WHAT NEEDS TO BE DONE ->
Copy out exactly the lines below that run from the one holding "Phrase: rider's hand" to the one holding "Phrase: sidewalk", keeping both of those lines and no others.

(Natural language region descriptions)
=======
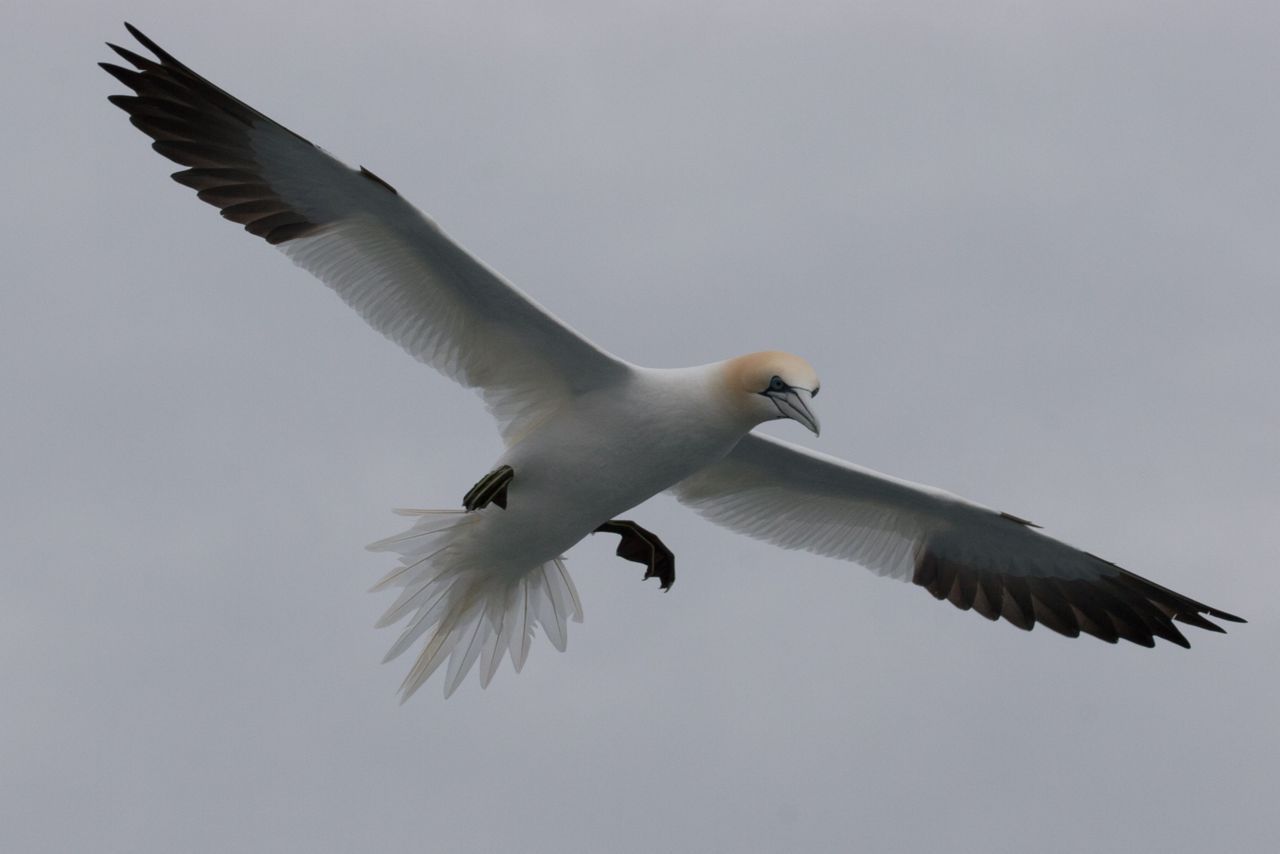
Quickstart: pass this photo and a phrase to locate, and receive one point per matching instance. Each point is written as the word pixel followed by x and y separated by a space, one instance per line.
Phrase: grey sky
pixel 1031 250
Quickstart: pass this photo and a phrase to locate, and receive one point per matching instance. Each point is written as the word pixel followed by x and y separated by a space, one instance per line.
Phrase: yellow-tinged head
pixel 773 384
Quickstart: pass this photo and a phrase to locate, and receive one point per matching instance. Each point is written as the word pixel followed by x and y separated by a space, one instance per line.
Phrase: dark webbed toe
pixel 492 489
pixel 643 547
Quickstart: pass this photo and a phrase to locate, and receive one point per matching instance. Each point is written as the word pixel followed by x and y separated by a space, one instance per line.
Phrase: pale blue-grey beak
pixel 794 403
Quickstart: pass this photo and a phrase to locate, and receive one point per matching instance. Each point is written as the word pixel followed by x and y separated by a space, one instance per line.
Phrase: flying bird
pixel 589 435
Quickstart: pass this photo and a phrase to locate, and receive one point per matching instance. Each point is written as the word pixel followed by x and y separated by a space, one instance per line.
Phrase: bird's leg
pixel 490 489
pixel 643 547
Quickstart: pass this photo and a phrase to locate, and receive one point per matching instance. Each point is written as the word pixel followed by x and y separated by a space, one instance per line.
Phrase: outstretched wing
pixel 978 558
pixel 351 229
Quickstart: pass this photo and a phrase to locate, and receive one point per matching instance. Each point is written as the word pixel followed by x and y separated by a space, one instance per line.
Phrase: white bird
=======
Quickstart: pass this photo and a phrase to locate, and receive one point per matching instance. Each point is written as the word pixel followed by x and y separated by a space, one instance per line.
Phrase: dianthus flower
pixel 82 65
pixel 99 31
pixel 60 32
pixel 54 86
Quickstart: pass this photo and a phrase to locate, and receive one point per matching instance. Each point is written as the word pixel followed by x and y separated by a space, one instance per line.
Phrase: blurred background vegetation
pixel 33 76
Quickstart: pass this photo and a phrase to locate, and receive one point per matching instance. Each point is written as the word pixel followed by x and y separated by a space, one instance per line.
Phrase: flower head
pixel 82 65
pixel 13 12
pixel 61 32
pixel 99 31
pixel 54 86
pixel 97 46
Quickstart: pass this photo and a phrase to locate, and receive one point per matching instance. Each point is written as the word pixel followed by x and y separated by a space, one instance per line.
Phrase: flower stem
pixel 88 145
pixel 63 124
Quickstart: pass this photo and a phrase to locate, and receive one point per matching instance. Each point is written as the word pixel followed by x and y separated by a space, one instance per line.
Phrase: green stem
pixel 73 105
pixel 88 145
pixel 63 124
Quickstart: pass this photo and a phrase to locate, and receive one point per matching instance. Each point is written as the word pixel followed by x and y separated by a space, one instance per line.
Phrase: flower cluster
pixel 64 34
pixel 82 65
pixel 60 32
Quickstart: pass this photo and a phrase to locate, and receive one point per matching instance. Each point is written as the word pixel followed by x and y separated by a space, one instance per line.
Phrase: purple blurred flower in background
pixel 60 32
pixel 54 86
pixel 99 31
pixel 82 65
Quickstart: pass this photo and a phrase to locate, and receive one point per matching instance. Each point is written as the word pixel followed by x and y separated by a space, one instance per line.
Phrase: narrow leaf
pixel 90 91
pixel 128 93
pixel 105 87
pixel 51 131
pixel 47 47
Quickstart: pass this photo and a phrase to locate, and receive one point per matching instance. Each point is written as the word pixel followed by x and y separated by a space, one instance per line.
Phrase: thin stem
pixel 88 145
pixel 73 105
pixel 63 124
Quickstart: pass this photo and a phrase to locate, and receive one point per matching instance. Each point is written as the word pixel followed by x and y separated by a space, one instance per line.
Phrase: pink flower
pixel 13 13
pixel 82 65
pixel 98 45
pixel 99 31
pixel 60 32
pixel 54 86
=======
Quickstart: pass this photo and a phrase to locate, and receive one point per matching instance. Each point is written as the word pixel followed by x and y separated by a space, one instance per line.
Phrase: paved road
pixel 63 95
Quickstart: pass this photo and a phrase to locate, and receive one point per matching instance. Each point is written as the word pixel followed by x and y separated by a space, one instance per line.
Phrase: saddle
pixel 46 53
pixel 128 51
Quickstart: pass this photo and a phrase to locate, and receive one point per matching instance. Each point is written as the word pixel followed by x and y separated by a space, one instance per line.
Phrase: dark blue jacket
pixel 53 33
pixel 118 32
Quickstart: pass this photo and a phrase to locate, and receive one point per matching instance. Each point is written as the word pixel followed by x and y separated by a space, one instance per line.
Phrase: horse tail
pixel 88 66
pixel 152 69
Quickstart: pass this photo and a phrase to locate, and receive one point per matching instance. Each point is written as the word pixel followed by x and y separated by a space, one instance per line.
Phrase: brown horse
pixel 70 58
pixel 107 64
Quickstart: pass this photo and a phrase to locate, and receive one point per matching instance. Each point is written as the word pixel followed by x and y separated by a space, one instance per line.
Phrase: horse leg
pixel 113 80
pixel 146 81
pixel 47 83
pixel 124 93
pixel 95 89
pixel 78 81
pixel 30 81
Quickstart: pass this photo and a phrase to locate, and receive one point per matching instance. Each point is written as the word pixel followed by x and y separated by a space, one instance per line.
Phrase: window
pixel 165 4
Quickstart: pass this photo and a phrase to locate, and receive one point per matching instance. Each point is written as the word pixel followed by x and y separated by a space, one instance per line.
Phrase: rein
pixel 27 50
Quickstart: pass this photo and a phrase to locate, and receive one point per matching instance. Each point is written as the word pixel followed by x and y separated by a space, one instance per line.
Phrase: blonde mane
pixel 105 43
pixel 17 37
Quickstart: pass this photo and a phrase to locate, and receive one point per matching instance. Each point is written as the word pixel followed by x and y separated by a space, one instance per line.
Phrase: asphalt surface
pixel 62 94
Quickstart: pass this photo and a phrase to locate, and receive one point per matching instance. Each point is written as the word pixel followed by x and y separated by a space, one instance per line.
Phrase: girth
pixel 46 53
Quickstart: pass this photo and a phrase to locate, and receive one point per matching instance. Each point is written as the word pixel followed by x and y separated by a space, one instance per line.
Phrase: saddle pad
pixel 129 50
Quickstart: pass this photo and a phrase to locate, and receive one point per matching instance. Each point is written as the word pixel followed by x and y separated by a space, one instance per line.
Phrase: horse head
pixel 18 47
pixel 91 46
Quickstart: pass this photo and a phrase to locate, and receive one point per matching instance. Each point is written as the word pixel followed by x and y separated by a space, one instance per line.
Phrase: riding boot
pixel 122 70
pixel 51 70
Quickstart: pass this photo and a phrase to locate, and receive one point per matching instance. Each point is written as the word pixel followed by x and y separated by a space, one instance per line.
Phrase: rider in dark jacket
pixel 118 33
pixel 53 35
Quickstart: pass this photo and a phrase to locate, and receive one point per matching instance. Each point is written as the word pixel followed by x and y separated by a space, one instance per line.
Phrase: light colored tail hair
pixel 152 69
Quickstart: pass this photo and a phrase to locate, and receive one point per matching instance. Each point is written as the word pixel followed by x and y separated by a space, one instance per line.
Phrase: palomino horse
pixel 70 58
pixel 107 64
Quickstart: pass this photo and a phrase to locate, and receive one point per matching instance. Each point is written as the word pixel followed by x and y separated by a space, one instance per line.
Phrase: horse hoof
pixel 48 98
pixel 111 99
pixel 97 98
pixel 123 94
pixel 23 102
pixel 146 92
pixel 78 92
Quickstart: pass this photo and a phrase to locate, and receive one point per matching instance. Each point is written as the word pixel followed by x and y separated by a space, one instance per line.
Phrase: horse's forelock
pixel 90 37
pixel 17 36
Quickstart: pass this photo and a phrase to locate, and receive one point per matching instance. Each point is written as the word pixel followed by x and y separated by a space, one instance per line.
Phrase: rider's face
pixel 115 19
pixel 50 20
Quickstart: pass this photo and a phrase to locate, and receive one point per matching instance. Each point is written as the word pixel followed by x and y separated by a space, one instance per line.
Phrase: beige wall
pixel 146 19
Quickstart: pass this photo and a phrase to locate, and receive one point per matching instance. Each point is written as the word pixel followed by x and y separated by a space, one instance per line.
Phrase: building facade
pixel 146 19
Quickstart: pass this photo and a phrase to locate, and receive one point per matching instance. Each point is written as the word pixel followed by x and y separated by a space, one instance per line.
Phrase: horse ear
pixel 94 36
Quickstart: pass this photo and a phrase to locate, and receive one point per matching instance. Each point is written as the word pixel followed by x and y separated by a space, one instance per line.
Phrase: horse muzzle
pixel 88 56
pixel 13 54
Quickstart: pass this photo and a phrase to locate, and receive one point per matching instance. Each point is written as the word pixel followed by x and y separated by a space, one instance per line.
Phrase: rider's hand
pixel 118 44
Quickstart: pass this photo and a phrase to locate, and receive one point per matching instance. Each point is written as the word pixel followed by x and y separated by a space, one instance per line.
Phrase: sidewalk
=======
ANSWER SECTION ->
Phrase: rider's hand
pixel 118 44
Quickstart: pass this photo and a phrase to locate, and receive one point per matching instance. Each point is written as the word pixel followed by x and y separated by a space, one instance per line.
Phrase: sidewalk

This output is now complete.